Saved entries:
━━━━━━━━━━

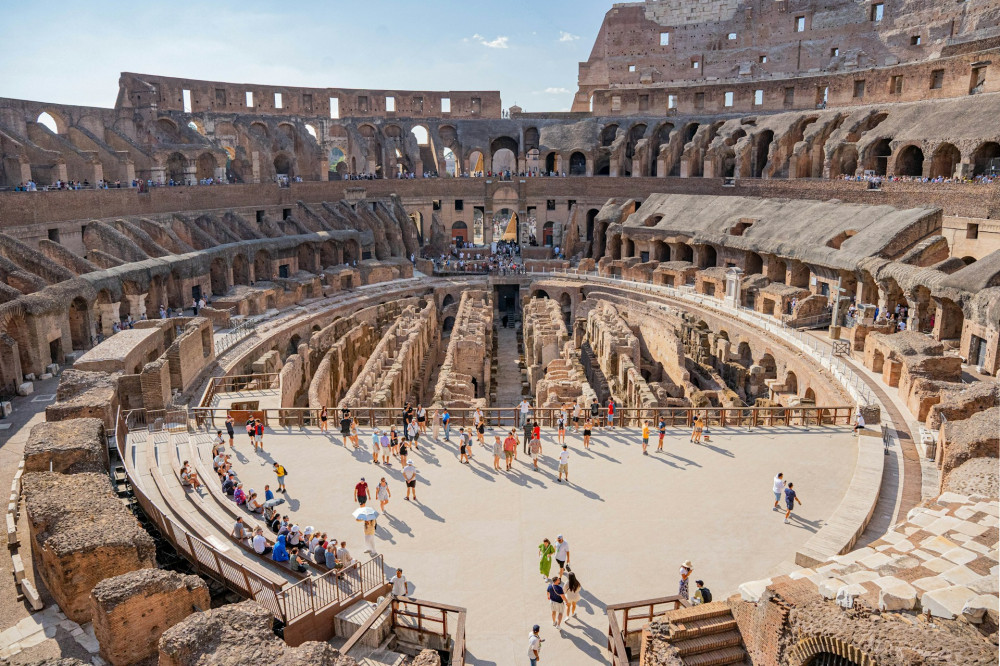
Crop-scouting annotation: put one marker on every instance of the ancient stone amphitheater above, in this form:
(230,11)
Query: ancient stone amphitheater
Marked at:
(769,216)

━━━━━━━━━━

Which lines above include the word "ancient"? Show each one.

Crop-scouting annotation: put one marker on every instance of the ancient stone amphitheater above, in this form:
Query: ancient stone amphitheater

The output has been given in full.